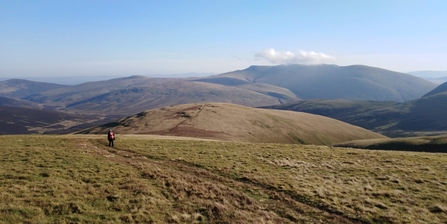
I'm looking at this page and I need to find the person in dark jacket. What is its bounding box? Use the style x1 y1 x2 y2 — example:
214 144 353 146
107 129 115 147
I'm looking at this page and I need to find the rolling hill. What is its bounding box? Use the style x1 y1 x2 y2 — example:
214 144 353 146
334 135 447 153
196 64 437 102
0 96 42 109
0 79 67 98
0 135 447 224
79 103 385 145
267 84 447 137
22 76 298 115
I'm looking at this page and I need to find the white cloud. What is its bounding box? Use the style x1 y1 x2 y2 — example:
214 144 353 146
255 48 336 64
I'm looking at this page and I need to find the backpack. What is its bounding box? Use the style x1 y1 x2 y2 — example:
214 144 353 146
109 131 115 140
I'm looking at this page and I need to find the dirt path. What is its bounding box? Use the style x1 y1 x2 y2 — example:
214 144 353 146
84 139 363 223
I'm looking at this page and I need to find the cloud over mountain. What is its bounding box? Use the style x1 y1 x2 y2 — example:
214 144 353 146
255 48 336 65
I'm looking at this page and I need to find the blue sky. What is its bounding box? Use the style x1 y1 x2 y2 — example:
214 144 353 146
0 0 447 77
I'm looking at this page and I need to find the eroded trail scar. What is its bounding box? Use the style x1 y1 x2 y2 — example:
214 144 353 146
85 139 364 223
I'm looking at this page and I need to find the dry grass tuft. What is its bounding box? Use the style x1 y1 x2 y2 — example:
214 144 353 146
0 135 447 223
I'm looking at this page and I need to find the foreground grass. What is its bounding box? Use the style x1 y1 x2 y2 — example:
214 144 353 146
0 135 447 223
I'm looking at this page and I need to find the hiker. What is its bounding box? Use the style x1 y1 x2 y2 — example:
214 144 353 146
107 129 115 147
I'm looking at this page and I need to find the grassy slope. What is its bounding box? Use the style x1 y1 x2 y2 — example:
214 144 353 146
217 64 437 102
82 103 385 144
335 135 447 152
0 135 447 223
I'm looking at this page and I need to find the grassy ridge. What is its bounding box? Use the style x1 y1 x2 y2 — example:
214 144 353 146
0 135 447 223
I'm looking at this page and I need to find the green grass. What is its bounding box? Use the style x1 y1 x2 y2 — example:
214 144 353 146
0 135 447 223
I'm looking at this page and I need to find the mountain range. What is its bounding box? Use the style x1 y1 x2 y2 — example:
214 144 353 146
80 103 386 145
0 65 444 136
268 83 447 136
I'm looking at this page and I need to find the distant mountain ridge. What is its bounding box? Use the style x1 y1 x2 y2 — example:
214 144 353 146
79 103 386 145
197 64 437 102
267 83 447 136
0 65 445 136
0 79 67 98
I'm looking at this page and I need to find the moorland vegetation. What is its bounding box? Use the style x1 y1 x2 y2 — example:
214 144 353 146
0 135 447 223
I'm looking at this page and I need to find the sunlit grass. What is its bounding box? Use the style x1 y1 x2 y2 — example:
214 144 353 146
0 135 447 223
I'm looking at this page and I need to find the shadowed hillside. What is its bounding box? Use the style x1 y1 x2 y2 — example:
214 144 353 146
0 96 42 109
0 106 121 135
0 79 68 98
81 103 384 144
203 64 437 102
26 76 298 115
267 92 447 137
423 82 447 97
334 135 447 153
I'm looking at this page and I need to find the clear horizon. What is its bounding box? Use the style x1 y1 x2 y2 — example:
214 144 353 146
0 0 447 78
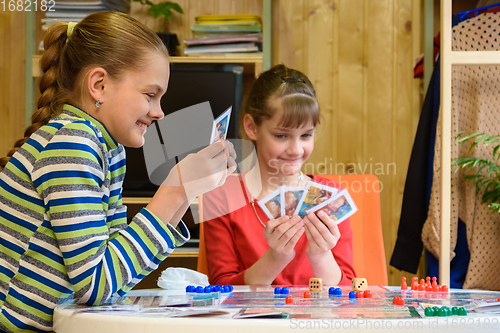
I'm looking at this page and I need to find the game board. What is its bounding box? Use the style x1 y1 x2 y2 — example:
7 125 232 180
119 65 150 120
221 286 500 319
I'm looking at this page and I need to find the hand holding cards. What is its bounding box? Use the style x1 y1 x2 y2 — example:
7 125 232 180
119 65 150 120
210 106 233 144
258 181 358 224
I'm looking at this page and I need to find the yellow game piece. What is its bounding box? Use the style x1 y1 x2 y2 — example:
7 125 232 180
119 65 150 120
351 278 368 291
309 278 323 291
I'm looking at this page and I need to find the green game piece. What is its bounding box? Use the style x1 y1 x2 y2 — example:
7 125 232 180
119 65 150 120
438 306 448 317
424 306 435 317
458 307 467 316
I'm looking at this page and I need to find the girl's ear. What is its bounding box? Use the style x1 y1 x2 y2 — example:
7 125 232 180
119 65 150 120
243 114 257 141
87 67 108 103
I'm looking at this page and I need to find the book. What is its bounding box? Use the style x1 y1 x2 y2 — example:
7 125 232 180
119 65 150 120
191 24 262 33
186 51 262 59
195 14 262 25
184 33 262 46
184 43 259 54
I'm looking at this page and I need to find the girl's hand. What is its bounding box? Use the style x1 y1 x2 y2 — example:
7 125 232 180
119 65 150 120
162 140 237 202
264 215 305 262
304 211 340 260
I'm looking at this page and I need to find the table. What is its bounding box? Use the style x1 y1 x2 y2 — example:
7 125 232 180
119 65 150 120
54 286 500 333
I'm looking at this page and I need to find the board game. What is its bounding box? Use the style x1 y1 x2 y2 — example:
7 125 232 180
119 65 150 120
220 286 500 319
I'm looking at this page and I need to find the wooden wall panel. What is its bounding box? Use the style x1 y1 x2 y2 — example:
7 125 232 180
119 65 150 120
273 0 423 285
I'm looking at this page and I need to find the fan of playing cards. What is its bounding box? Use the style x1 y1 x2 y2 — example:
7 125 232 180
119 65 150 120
258 181 358 224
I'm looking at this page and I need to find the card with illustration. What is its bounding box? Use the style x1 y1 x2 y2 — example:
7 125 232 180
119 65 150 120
307 190 358 224
293 181 339 218
210 106 233 144
281 186 306 217
258 189 281 220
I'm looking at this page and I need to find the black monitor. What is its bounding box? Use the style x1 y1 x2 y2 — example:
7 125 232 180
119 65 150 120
123 63 243 197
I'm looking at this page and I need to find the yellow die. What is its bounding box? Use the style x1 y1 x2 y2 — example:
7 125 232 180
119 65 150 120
351 278 368 291
309 278 323 291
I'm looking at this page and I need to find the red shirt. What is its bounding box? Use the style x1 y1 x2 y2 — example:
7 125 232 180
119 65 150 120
203 175 356 285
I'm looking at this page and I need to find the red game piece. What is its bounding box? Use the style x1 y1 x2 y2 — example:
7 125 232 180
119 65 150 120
411 276 418 290
417 279 425 291
401 276 408 290
392 296 405 305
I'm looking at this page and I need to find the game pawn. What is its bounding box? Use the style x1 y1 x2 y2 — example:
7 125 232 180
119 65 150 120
411 276 418 291
309 278 323 291
401 276 408 291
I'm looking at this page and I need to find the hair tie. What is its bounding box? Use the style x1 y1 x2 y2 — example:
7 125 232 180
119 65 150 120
66 22 76 39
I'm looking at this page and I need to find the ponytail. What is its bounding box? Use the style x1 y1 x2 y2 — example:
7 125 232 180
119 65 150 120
0 23 68 171
0 12 168 171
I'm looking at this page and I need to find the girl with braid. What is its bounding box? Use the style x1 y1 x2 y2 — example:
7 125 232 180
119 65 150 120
0 12 236 332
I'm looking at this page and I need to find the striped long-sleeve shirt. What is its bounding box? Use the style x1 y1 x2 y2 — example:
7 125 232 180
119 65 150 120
0 105 189 332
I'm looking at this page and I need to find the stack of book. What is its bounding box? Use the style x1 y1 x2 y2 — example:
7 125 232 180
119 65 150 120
184 14 262 56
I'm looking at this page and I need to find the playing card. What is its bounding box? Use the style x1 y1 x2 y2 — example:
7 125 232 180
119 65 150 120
258 189 281 220
210 106 233 144
307 190 358 224
293 181 339 218
281 186 306 217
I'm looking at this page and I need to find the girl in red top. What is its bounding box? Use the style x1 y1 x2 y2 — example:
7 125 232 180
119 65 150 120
203 65 355 285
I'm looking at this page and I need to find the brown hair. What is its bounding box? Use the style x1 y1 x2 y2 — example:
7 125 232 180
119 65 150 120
239 64 320 139
0 12 168 171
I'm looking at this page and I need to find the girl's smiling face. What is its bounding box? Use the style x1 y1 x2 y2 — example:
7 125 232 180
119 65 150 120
95 53 170 148
246 107 315 177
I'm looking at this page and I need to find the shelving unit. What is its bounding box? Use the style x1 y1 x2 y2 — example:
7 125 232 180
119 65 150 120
439 0 500 285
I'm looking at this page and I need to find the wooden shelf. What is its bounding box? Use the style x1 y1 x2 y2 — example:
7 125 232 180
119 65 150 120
31 55 262 78
168 247 198 258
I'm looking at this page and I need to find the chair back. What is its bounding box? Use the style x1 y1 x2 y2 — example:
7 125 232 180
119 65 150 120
321 174 388 286
197 174 388 286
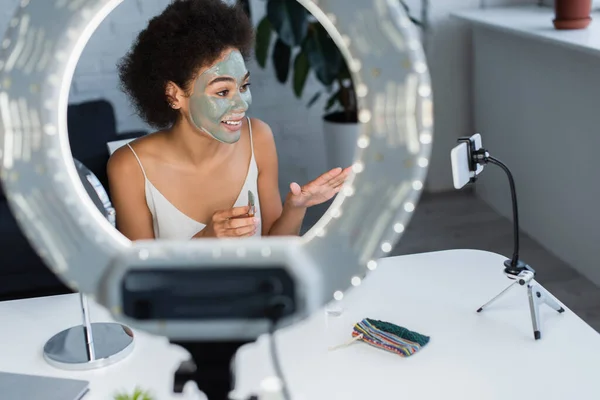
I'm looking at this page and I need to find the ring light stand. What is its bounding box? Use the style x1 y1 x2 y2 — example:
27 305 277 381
453 134 565 340
44 160 134 370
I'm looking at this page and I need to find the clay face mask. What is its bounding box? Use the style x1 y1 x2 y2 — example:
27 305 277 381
190 50 252 143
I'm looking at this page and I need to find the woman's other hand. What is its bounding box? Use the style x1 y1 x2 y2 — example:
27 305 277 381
195 206 259 238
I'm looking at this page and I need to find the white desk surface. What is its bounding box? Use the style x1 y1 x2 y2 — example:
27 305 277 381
236 250 600 400
0 294 206 400
0 250 600 400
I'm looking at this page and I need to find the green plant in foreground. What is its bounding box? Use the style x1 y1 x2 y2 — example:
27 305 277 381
114 387 156 400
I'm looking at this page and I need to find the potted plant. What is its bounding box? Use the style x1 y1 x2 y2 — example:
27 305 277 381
255 0 420 168
114 387 155 400
553 0 592 30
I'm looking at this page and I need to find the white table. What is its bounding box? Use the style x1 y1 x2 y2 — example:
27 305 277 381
236 250 600 400
0 250 600 400
0 294 206 400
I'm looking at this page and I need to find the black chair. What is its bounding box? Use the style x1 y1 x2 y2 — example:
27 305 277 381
67 99 147 196
0 100 146 301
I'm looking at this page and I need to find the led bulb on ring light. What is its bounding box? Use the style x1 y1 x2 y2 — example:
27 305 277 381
381 242 392 253
419 132 433 144
413 181 423 191
419 85 431 97
356 83 369 97
358 110 371 124
357 136 369 149
352 161 365 174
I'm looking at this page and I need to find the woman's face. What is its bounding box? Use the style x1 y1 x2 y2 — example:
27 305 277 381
189 50 252 143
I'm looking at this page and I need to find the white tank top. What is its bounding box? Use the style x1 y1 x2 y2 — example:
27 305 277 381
127 118 261 240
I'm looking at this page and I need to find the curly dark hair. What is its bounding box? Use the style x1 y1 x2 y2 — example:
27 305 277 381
117 0 254 129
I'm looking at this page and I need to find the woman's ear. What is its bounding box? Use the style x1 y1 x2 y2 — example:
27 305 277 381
165 82 181 110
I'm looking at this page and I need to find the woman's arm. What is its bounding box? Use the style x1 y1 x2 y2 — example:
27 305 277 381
107 146 154 241
251 118 306 236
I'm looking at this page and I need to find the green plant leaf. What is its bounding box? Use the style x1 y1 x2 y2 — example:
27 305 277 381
294 51 310 98
267 0 308 47
303 23 343 86
273 38 292 83
254 17 272 68
114 387 155 400
306 92 322 107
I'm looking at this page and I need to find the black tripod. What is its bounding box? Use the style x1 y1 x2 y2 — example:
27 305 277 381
458 138 565 340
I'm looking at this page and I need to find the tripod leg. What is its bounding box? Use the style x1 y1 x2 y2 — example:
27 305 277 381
477 281 518 312
527 281 565 340
527 285 542 340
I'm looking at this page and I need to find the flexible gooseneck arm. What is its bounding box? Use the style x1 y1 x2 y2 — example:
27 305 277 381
471 148 534 276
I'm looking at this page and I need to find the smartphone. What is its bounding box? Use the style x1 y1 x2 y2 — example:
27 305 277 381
450 133 483 189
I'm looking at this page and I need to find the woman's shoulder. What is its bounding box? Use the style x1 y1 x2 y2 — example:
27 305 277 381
107 132 162 174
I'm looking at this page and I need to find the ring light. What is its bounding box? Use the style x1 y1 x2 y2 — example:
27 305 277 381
0 0 433 340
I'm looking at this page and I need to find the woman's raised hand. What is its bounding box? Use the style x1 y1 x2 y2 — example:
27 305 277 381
288 167 352 207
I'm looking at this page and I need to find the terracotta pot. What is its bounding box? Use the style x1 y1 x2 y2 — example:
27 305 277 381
553 0 592 29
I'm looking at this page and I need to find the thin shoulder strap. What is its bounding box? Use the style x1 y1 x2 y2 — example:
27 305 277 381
127 143 148 179
246 117 254 155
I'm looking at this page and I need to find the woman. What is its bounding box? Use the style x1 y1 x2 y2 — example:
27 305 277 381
107 0 349 240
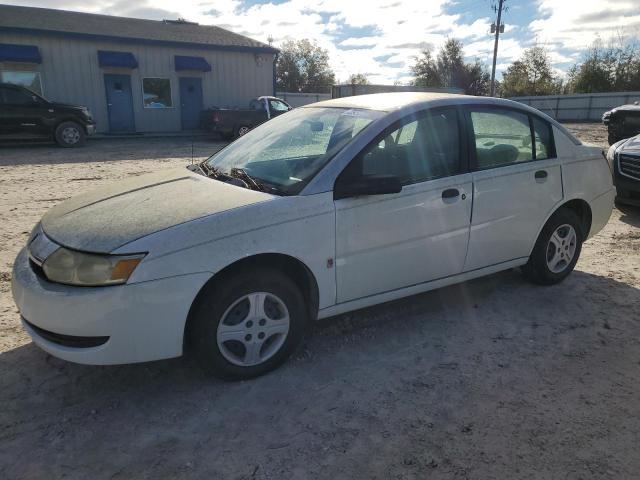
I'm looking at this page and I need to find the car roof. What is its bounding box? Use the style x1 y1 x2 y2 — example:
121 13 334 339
303 92 552 113
305 92 464 112
301 92 581 145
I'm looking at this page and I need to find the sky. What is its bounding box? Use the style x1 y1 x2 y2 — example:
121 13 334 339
3 0 640 83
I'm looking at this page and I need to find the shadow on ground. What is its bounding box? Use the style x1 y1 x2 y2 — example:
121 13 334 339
0 137 228 166
0 271 640 479
616 203 640 227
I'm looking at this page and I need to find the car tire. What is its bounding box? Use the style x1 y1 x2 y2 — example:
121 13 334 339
235 125 251 138
55 122 86 148
522 208 586 285
188 269 309 380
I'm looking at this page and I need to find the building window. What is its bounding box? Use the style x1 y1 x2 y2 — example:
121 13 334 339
0 70 42 95
142 77 173 108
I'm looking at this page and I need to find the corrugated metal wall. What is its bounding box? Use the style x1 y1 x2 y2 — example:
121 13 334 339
0 33 273 132
510 92 640 122
276 92 331 108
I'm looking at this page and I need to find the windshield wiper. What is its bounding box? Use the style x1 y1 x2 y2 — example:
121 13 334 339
229 167 265 192
229 167 287 195
198 162 224 178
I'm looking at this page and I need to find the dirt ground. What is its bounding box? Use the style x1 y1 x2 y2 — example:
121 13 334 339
0 125 640 480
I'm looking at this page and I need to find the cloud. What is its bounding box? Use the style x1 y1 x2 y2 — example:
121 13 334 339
1 0 536 83
529 0 640 65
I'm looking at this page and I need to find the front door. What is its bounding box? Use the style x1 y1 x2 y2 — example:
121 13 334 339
104 74 136 132
464 107 562 271
180 77 202 130
0 85 51 138
335 108 472 303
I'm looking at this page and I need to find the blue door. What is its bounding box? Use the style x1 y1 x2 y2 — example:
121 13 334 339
104 74 136 132
180 77 202 130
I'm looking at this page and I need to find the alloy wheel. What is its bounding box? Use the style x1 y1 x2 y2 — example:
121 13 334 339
216 292 290 367
547 224 578 273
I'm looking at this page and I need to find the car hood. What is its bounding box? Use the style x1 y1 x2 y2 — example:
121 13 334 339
42 168 274 253
618 135 640 155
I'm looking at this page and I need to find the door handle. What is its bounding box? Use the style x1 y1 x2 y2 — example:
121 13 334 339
442 188 460 200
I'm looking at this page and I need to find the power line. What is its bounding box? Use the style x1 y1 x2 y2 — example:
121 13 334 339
491 0 506 97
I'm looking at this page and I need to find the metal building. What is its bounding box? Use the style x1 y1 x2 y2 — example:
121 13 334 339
0 5 278 133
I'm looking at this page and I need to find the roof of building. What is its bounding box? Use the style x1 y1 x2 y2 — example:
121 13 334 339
0 5 278 53
305 92 463 112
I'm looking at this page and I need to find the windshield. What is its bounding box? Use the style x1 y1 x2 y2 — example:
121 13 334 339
205 107 383 195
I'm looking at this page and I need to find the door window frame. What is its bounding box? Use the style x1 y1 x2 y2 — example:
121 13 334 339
463 104 558 172
333 105 471 190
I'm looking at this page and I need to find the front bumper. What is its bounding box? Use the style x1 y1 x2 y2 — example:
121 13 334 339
613 155 640 205
11 249 211 365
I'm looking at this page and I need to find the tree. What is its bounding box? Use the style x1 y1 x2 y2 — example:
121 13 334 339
411 38 490 95
276 39 335 93
347 73 369 85
500 45 562 97
568 36 640 93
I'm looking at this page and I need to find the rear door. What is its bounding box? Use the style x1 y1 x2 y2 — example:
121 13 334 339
0 86 49 138
464 106 563 271
335 108 472 302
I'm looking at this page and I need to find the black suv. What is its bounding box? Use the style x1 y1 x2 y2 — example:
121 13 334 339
602 102 640 145
0 83 96 147
607 135 640 206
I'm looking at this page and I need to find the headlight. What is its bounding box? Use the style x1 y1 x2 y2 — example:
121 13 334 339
42 247 144 287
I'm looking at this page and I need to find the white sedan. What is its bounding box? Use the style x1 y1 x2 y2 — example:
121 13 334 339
12 93 614 379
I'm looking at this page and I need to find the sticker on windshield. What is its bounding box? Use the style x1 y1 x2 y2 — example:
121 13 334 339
342 109 362 117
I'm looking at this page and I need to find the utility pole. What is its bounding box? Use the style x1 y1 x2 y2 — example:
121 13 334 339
491 0 505 97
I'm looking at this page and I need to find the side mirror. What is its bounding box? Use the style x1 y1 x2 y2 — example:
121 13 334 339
309 121 324 132
333 175 402 200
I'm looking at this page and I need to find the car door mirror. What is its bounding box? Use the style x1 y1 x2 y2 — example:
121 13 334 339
333 175 402 200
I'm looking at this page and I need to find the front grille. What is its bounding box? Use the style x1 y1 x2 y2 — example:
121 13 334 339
22 318 109 348
618 155 640 180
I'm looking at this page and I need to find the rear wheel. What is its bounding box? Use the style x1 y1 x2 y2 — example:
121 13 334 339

********

Your goal – Rewrite the lines starting at the one containing "the black monitor." and ending at the one containing "66 22 76 39", changing "yellow die" to "gold die" and leaving everything else as it is.

Problem solution –
I'm looking at this page and I need to find the black monitor. What is its bounding box? Use the style x1 y1 x2 y2 — example:
7 125 232 180
119 65 150 120
123 63 243 197
I'm looking at this page and I need to find the gold die. What is its bounding box? Use the style x1 y1 x2 y2 — example:
7 125 232 180
119 65 150 120
351 278 368 291
309 278 323 291
I'm looking at this page and I need to find the red shirt. What is its bounding box? Use the style x1 y1 x2 y2 — example:
7 125 232 180
119 65 150 120
203 175 356 285
I'm looking at this page and I need to find the red game piece. What is its bounding box? Use the style x1 y1 x2 y2 — example:
7 125 232 180
119 65 150 120
411 276 418 290
417 279 425 291
401 276 408 290
392 296 405 305
I'm looking at this page and I need to find the game pawn. What is its bounding box? Use the style x1 y1 x2 y2 — example:
7 125 232 180
119 65 150 120
411 276 418 291
309 278 323 291
401 276 408 291
I'm looking at this page and I need to find the hair tie. What is its bounding box? Use the style x1 y1 x2 y2 — example:
7 125 232 180
119 65 150 120
66 22 76 39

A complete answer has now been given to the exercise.